--- Begin ---

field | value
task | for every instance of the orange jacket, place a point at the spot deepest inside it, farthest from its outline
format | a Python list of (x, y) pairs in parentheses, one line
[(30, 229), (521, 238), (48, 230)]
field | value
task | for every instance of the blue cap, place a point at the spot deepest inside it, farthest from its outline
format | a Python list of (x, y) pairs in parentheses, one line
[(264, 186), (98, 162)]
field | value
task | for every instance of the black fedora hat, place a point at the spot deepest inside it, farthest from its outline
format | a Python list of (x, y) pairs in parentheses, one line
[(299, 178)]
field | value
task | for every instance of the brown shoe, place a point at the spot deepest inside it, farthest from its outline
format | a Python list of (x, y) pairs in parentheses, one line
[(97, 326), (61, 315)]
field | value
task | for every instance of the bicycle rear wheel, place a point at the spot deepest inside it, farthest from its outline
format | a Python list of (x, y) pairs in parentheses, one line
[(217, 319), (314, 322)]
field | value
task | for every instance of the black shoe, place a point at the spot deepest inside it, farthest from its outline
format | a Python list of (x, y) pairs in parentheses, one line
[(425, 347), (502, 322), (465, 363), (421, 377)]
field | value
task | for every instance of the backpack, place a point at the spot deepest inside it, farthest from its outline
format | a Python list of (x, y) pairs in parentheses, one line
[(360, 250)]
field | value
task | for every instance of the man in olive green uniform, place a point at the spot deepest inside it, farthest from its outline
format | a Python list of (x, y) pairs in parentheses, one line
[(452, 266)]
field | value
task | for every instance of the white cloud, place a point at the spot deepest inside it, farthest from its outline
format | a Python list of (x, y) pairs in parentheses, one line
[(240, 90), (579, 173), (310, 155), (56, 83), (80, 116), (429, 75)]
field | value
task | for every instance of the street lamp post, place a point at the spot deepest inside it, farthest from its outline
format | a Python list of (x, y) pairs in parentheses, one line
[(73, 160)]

--- End ---

Copy every one of the items above word for word, with nothing changed.

field | value
task | for every instance of the orange jacket, place a point at the spot deepest inside it, farthest from its outline
format | a Python list of (x, y) pairs in parentheses, one line
[(30, 229), (521, 238), (48, 230)]
field | value
task | for every instance of the blue cap, place a point at the spot deepest inside it, farthest from its outline
format | a Python list of (x, y) pairs in parentheses, one line
[(264, 186), (98, 162)]
field | value
task | for every instance of the black fedora hat, place a point at the spot deepest inside it, farthest from its outline
format | a Python list of (x, y) pairs in parentheses, one line
[(299, 178)]
field | value
task | for every instance of the brown shoe, place a point at the spot deepest inside it, farthest from its outline
format | a Python list of (x, y) pairs in parentheses, one line
[(97, 326), (61, 315)]
field | value
task | for every instance of the bicycle rear wheel, place a point at the spot deepest inside it, farthest from its outline
format | a Python list of (x, y) pairs in parentheses, one line
[(217, 319), (314, 322)]
field | value
task | for every instance of the black shoe, place a point at the spot deepest inside it, farthest from its outline
format | a Python list of (x, y) pairs in parentheses, one line
[(425, 347), (502, 322), (465, 363), (421, 377)]
field | value
task | for every instance of the backpack, place a point at the spot deepest inside it, farthest from its outline
format | a Python list of (x, y) pairs in parentheses, one line
[(360, 250)]
field | value
task | for every instance of the man in olive green uniform, place a point at the spot deepest inside it, farthest from its outline
format | a Python list of (x, y) pairs in parentheses, one line
[(452, 266)]
field | value
task | for every instance of the white cloud, place a point at the spot deepest inside it, farthest from its outline
format | a Python list of (x, y) pairs in parentheses, one line
[(240, 90), (579, 173), (310, 155), (56, 83), (80, 116), (429, 75)]
field | value
task | for every instance of the street lamp post, place a point at the spot deepest inside it, farthest from its outline
format | a Python list of (x, y) pairs in parentheses, one line
[(73, 160)]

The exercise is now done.